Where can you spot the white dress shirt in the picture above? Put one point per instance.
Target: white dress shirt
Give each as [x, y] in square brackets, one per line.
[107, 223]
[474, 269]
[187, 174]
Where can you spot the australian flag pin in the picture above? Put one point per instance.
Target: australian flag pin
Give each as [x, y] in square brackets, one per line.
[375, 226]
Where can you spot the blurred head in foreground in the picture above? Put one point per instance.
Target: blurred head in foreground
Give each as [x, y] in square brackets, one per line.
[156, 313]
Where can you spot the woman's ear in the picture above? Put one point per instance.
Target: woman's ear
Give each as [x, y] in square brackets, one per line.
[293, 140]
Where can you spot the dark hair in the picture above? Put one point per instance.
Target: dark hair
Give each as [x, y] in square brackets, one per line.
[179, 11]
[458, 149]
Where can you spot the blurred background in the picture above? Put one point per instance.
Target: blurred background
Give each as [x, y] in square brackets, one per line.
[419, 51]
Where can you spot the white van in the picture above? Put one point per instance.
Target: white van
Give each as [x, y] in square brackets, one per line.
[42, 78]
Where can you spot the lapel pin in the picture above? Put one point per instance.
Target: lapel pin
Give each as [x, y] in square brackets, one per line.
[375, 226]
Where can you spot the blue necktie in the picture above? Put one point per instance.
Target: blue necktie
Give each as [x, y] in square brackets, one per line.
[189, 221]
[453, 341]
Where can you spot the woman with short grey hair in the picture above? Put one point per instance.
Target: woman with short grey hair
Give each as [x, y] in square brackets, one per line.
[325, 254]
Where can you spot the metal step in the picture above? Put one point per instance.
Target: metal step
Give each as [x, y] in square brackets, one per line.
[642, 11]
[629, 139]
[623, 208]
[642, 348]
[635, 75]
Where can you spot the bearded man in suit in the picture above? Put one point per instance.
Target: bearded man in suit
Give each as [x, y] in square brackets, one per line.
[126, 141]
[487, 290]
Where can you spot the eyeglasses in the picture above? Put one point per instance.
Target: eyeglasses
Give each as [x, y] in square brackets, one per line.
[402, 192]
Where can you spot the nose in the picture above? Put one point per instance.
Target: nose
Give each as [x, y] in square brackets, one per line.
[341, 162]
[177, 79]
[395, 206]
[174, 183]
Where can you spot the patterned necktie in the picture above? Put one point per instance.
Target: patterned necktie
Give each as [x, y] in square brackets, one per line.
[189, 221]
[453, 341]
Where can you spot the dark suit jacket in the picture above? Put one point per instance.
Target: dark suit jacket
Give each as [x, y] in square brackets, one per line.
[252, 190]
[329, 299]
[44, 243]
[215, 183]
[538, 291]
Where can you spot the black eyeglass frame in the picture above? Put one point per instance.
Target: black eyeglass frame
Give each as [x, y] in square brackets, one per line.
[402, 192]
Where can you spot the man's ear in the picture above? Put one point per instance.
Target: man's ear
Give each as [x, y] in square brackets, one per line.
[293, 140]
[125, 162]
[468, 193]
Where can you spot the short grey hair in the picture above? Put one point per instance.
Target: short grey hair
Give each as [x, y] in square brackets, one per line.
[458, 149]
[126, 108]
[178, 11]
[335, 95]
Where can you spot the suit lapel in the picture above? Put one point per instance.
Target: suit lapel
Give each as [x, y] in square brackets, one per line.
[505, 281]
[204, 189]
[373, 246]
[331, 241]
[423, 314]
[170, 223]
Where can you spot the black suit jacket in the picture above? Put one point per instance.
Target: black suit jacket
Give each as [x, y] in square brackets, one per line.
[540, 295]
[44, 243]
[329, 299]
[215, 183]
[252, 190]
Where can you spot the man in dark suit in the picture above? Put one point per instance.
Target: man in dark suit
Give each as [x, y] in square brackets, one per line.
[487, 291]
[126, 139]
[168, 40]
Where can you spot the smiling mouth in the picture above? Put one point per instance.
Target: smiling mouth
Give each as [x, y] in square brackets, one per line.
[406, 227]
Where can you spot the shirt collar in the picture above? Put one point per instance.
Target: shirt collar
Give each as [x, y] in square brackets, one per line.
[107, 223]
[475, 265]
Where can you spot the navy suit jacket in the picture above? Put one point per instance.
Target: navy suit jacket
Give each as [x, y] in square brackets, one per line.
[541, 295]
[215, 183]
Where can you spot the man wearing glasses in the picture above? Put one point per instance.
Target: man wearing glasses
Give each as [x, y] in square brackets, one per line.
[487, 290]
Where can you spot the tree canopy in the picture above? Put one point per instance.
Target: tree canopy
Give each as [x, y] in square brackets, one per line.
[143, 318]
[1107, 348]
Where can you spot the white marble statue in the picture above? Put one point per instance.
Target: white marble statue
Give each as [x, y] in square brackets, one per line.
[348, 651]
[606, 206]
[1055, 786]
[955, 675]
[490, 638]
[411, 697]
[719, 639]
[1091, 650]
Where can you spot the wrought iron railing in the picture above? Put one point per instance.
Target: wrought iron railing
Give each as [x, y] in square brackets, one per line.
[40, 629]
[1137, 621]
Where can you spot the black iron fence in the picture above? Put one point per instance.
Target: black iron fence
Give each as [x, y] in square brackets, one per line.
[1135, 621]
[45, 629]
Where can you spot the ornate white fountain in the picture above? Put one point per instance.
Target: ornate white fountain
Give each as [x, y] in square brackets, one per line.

*Request*
Repeat only the stretch of lines starting at the one containing "Where can you spot the wrought" and running to the final line of the entries above.

*Response to the task*
Where can you spot the wrought iron railing in the picture above? Put one point per instance.
Target: wrought iron railing
Give each as [x, y] in square brackets, one per line.
[40, 629]
[1137, 621]
Where can you spot the black iron fence in the picture above? Put one point per instance.
Target: black iron fence
Give each as [x, y] in square brackets, one per line.
[1135, 621]
[45, 629]
Where can you spot the ornate white fountain in the picture above? Put one point per instance.
Target: ornate white fountain
Give each as [x, y] in square brackets, one per line.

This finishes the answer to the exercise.